● PROBLEM DETAILS: When you transcribe the records that follow, reproduce each line exactly as given.

● Point-per-instance localization data:
>>>

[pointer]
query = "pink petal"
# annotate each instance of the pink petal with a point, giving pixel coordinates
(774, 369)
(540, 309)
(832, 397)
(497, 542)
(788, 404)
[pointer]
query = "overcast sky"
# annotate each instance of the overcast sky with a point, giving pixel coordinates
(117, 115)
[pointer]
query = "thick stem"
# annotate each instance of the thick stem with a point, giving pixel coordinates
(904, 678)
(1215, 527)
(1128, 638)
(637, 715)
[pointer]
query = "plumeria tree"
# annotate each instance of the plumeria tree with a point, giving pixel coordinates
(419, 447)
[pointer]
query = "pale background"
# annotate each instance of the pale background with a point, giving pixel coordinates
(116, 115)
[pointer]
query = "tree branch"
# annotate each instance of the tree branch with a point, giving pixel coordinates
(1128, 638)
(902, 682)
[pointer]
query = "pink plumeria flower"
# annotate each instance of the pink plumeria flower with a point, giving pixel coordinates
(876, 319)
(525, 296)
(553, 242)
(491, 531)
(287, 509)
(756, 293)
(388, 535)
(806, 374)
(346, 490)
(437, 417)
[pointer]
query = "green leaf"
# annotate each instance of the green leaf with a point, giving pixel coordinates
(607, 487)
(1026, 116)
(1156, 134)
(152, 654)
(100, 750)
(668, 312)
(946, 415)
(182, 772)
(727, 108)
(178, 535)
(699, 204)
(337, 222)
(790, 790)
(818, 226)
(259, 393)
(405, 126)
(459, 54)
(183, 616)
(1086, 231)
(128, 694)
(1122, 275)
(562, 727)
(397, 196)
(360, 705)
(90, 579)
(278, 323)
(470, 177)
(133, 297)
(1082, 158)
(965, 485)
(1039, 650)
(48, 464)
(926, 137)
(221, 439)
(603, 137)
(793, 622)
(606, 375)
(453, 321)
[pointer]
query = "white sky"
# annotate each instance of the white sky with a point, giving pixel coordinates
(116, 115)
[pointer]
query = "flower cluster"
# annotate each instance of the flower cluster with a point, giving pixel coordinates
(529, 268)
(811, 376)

<<<

● WRITTEN REPLY:
[pointer]
query = "pink petal"
# annotate each instance of the pink petal with a point, giving pixel coordinates
(774, 369)
(540, 309)
(832, 397)
(497, 542)
(788, 404)
[pointer]
query = "overcast sky"
# annotate each instance of the overcast sky with a point, giving pixel coordinates
(117, 115)
[pointer]
query = "thick stem"
# annotate each instance of the thick stem with a point, giving pixel coordinates
(904, 678)
(1215, 527)
(1128, 638)
(637, 715)
[pointer]
query = "plumeria tree"
# annotate each instance of the plumeria tree with a point, giving pixel coordinates
(419, 447)
[pointer]
query = "pale background"
# annotate each instance of the pale background with a point, giving pixel coordinates
(116, 115)
[pointer]
query = "tree branch"
# annotate each instance of the tree branch with a point, giving pixel coordinates
(1128, 638)
(902, 682)
[pointer]
query = "pink plumeria flower"
# annotate each instance of the pink plumeria flower with a point, giving pixel coordinates
(876, 319)
(525, 296)
(553, 242)
(491, 531)
(287, 509)
(756, 293)
(388, 535)
(806, 374)
(346, 490)
(437, 417)
[pointer]
query = "green leaf"
# annotate each instance of the green leaf with a point, giving pixel coordinates
(607, 487)
(1026, 116)
(1156, 134)
(152, 654)
(100, 750)
(668, 312)
(946, 415)
(182, 772)
(727, 108)
(178, 535)
(699, 204)
(337, 222)
(790, 790)
(818, 226)
(259, 393)
(405, 126)
(459, 54)
(183, 616)
(1086, 231)
(128, 694)
(1122, 275)
(562, 727)
(397, 196)
(360, 705)
(90, 579)
(278, 323)
(470, 177)
(133, 297)
(1082, 158)
(965, 485)
(1039, 650)
(48, 464)
(926, 137)
(221, 439)
(603, 137)
(793, 622)
(606, 375)
(453, 321)
[pointer]
query = "white sky"
# annotate each instance of the white sky with a point, giving pixel coordinates
(116, 115)
[pointer]
query = "flower cluster"
# annotate each instance of the flower cluster with a point, giving pixel coordinates
(529, 268)
(811, 376)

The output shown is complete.